▶ [Task data]
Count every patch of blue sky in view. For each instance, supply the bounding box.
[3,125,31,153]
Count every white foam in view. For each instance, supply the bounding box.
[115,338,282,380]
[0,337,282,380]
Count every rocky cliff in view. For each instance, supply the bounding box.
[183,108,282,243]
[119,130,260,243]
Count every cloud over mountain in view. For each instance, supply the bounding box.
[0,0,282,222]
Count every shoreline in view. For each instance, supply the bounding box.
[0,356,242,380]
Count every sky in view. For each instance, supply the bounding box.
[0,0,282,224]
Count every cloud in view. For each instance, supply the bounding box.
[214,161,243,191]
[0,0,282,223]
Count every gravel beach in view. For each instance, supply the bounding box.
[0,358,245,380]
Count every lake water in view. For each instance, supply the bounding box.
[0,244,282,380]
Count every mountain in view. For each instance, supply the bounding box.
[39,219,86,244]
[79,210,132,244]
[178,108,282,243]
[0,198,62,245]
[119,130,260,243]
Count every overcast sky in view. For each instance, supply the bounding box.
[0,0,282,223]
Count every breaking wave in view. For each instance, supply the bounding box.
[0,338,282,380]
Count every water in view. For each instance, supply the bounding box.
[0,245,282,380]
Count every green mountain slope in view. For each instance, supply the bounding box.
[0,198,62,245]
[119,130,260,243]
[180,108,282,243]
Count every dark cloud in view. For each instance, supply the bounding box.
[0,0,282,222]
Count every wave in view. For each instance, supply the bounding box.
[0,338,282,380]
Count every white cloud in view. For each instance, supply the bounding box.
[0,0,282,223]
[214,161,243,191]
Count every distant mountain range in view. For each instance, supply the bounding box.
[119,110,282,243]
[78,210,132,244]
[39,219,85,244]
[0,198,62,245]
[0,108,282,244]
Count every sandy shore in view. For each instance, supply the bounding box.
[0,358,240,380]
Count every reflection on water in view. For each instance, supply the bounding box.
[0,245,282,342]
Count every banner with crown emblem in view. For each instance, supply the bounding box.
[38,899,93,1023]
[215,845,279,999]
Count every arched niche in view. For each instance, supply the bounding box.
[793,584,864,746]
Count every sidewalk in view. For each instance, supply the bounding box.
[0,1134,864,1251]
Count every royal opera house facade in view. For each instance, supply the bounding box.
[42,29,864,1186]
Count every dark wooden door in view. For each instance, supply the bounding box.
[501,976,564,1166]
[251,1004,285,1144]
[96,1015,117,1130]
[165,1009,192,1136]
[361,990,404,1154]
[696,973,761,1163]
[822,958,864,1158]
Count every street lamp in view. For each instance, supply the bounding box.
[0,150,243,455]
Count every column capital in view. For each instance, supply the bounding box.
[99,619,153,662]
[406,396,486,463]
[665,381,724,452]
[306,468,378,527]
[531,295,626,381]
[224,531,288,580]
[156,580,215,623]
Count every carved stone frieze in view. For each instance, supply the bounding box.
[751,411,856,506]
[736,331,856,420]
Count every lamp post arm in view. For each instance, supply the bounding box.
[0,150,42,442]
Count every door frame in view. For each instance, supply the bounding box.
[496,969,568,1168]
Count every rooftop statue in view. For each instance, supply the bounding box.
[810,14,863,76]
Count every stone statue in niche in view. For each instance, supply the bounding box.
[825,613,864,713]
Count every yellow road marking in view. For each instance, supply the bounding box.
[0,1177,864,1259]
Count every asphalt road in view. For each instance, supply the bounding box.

▶ [Given instruction]
Identify each line in the material above that contains the string "water" and copy every such line.

▶ [Output below]
Count every lake water in view. For each instance, supply the bounding box.
Count every water in view. For each instance, supply the bounding box.
Count every reflection on water in view. For each instance, supply the bounding box.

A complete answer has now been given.